* [ACTIVITY]: Using the listing below, report each line holding the string "every".

····················

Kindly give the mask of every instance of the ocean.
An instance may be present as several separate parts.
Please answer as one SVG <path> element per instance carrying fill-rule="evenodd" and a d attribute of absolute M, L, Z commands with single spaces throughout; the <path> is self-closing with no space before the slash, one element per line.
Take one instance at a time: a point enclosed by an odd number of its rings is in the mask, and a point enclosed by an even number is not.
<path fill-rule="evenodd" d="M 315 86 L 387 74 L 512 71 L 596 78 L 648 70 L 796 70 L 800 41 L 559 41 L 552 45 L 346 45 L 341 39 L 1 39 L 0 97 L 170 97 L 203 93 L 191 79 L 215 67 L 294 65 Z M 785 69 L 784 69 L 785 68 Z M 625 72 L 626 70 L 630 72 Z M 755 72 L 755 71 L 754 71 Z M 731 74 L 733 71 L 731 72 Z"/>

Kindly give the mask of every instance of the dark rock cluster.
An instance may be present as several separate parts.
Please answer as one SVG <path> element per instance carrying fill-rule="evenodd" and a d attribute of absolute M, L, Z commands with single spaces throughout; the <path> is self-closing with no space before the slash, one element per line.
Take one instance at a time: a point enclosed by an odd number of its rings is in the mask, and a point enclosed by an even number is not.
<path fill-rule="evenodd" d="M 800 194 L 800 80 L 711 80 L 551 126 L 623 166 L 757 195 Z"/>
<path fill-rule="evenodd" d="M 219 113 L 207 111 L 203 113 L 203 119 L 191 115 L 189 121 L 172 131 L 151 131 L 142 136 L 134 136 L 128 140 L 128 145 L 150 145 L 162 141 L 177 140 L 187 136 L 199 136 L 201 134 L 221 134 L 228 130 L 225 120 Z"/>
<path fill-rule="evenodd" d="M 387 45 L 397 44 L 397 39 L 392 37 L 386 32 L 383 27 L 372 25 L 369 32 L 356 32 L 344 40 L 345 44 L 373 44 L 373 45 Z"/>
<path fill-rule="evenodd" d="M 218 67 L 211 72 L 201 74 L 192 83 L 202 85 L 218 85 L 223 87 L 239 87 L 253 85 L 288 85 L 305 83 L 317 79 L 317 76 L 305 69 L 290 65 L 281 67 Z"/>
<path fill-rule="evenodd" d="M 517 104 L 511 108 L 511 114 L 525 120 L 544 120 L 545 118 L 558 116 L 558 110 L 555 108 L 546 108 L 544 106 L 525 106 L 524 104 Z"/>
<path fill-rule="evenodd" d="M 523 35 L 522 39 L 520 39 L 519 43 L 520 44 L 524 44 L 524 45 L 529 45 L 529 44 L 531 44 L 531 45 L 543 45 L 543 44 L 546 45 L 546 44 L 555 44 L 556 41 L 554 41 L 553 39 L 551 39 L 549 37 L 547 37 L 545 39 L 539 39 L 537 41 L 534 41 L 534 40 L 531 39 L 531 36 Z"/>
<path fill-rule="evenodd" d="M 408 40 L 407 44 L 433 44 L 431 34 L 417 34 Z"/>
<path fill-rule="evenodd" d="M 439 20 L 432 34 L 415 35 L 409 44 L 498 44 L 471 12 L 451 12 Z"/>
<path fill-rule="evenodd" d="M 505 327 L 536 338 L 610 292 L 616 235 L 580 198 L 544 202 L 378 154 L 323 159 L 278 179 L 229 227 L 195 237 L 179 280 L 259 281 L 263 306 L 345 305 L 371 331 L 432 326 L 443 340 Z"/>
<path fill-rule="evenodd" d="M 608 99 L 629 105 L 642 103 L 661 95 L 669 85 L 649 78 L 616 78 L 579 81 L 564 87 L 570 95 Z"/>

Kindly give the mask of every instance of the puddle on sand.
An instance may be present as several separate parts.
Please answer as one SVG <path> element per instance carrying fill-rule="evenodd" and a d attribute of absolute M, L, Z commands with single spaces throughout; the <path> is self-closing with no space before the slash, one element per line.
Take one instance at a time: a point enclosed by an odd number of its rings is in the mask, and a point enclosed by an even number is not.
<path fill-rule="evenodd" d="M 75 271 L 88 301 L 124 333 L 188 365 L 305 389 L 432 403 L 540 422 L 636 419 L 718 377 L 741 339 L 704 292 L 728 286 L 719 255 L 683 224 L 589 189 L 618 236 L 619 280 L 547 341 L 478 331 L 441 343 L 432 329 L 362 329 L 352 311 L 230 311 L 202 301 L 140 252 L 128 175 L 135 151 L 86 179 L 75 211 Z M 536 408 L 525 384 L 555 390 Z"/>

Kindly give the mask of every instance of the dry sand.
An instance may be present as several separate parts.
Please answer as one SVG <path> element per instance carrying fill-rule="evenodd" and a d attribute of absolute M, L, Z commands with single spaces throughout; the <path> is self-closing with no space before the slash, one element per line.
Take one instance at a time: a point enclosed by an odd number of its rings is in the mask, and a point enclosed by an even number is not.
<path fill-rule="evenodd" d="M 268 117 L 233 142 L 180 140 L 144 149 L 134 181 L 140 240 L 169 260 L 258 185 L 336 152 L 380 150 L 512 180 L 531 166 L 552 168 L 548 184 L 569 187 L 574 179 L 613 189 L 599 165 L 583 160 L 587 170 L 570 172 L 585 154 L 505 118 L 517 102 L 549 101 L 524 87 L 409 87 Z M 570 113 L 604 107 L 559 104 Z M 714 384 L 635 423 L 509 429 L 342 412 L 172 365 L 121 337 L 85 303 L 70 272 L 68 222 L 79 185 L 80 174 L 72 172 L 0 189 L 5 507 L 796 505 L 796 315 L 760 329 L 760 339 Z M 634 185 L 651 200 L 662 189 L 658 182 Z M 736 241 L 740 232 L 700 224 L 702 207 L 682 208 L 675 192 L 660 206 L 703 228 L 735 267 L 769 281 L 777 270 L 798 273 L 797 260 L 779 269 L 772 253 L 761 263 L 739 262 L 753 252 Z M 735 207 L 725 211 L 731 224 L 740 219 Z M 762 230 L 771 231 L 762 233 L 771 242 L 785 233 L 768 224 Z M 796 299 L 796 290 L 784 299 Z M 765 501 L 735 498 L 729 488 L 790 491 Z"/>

····················

* [ANSWER TO THE EXERCISE]:
Kindly give the mask of every instance of the ocean.
Kindly give the mask of every instance of the dark rock cluster.
Kindly give the mask of every instance of the puddle on sand.
Kindly give the mask of every instance of the dry sand.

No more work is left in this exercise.